Task —
Check each line of the listing below for the string "alpine", and copy the ones that have it.

Data excerpts —

╔══

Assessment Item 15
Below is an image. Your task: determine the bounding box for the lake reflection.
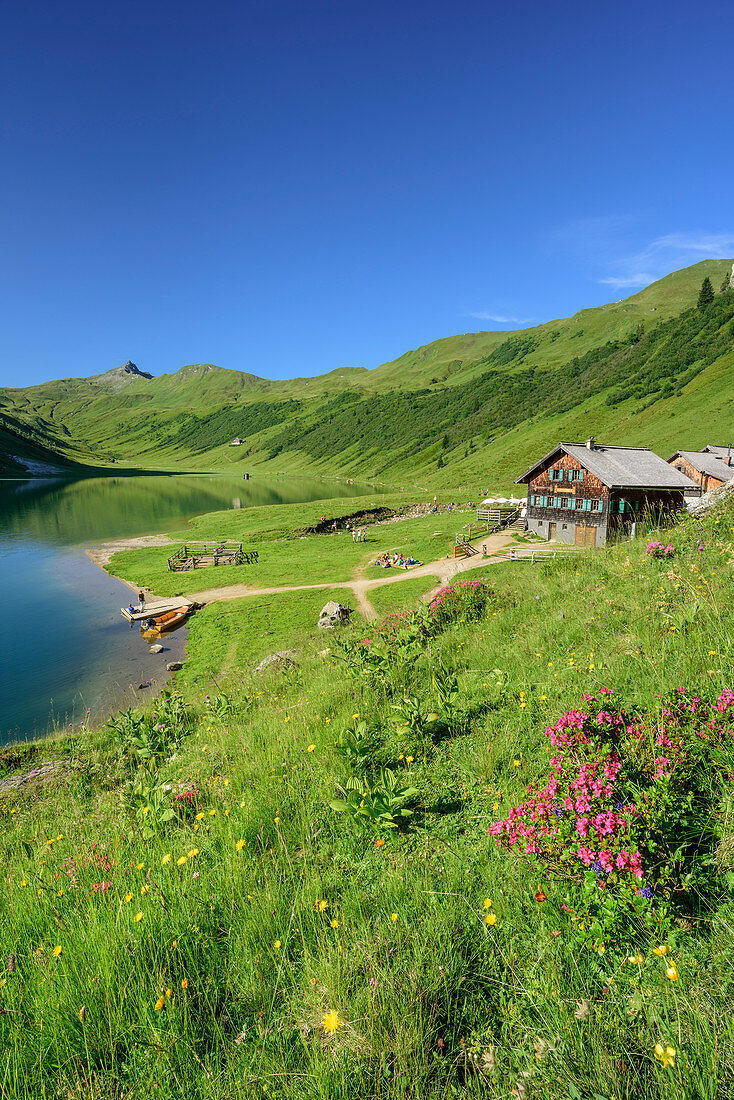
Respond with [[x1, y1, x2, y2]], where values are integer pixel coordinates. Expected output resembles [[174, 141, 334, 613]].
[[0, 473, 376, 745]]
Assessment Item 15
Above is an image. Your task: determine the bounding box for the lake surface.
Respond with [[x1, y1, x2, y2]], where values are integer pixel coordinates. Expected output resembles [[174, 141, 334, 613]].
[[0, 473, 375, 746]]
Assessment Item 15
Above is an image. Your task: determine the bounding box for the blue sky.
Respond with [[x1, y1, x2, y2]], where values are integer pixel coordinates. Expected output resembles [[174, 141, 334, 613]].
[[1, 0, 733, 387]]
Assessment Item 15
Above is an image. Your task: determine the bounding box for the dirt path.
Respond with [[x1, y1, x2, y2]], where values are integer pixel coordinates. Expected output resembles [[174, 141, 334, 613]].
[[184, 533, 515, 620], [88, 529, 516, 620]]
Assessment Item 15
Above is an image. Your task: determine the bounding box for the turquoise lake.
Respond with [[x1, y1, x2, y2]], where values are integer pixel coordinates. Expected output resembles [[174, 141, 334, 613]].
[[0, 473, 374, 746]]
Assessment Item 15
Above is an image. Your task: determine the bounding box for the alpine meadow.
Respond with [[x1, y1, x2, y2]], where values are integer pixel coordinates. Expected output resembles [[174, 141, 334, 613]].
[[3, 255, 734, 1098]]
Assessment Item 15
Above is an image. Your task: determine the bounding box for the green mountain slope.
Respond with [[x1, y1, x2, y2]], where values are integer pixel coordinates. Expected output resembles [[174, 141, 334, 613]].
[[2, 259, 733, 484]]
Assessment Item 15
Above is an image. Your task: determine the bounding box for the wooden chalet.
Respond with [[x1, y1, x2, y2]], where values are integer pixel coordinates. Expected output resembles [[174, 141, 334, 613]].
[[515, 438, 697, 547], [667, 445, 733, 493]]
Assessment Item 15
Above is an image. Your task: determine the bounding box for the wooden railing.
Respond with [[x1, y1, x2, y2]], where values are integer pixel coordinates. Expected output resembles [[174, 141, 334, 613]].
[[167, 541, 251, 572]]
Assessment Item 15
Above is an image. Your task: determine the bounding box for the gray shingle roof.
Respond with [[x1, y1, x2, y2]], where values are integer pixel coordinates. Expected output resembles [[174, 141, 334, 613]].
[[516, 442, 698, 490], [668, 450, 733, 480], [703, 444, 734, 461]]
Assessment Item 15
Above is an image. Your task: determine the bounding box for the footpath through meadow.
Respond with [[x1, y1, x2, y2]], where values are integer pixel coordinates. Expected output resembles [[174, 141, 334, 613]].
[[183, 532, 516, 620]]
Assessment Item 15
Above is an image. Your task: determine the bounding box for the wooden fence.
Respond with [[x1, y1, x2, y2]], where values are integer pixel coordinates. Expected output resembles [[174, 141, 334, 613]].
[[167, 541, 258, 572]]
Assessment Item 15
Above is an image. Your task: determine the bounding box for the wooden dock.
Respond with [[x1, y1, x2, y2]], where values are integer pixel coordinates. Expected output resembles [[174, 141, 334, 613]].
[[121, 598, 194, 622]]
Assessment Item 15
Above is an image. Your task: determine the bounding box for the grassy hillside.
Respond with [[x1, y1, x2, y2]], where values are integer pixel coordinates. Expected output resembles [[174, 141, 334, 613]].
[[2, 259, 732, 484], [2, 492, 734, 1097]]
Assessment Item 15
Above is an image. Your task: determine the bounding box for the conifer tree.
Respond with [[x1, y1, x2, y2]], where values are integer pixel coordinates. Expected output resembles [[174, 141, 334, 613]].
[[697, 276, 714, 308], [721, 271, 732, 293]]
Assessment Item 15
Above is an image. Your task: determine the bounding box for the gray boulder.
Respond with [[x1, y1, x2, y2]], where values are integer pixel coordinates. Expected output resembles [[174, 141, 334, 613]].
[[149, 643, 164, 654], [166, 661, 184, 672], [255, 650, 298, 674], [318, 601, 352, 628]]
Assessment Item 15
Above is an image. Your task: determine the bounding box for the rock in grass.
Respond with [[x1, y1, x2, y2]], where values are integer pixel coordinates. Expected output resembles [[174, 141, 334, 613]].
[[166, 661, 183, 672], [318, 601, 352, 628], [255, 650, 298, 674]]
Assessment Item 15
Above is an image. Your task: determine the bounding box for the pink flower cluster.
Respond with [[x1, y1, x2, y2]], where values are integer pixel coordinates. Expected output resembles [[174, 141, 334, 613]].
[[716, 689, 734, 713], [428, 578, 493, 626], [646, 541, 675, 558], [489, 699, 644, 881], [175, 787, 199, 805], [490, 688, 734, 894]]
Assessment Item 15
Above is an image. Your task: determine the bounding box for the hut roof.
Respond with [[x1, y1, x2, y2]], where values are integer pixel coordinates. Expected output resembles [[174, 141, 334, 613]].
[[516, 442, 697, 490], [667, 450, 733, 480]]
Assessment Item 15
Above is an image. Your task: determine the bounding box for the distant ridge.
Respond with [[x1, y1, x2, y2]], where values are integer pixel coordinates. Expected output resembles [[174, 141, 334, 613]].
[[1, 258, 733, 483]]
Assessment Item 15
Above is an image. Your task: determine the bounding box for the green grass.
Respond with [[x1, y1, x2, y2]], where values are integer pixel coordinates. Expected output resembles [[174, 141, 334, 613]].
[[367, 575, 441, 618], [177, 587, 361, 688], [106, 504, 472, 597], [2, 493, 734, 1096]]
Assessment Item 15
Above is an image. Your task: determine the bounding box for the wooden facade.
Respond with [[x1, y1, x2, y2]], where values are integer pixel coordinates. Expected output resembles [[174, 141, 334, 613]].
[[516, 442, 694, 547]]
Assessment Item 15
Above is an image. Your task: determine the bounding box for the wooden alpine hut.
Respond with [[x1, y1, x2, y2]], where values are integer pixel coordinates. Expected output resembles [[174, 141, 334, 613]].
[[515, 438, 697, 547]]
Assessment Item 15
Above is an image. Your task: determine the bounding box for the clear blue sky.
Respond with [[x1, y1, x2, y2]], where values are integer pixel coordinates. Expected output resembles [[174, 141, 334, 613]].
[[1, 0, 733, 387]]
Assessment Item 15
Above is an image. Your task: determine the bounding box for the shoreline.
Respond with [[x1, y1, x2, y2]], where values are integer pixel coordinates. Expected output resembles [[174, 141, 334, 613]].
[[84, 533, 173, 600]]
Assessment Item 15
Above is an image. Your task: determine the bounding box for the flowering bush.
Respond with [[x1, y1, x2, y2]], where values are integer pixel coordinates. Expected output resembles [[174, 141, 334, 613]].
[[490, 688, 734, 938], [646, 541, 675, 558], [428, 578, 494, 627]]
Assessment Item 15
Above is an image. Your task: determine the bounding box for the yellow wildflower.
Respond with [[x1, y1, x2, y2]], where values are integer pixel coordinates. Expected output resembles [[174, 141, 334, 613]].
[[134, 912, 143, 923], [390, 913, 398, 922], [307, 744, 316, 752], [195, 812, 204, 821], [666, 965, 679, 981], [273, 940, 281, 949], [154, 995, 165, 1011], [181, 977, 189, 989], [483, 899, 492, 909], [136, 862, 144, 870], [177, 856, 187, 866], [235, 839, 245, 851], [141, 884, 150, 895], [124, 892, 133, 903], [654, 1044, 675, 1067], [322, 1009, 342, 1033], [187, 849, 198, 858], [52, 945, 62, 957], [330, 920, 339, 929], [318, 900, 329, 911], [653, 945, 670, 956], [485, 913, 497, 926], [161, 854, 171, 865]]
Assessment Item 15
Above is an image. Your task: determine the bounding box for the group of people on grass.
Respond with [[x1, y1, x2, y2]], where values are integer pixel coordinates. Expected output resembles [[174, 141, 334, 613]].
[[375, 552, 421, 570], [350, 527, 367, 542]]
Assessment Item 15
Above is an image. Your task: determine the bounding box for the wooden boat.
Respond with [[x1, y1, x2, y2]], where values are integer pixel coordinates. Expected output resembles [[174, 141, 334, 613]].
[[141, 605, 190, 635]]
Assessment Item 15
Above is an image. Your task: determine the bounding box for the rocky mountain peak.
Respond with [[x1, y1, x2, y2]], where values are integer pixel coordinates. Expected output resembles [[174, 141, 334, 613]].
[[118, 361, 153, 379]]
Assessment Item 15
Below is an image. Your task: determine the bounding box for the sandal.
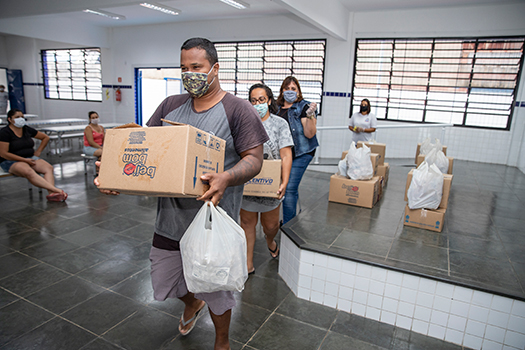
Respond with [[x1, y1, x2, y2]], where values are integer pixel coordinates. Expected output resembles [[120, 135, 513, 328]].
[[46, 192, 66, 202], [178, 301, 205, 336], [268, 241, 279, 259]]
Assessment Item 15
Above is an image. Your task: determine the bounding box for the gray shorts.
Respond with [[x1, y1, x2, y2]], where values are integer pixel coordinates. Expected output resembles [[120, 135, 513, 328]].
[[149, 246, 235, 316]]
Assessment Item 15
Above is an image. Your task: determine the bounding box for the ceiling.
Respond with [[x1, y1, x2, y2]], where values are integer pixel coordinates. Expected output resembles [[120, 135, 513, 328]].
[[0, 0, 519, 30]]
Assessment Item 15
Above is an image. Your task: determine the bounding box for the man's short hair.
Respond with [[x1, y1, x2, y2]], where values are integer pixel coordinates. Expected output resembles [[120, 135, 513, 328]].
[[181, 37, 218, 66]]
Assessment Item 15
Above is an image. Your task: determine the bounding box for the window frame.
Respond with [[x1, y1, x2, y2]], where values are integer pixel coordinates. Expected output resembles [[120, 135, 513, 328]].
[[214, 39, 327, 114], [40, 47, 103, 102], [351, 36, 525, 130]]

╚══

Task solution —
Above is an image. Your task: determine the bounding box for the alpine meadow.
Above is an image. Your task: determine the bounding box for the wooden alpine hut.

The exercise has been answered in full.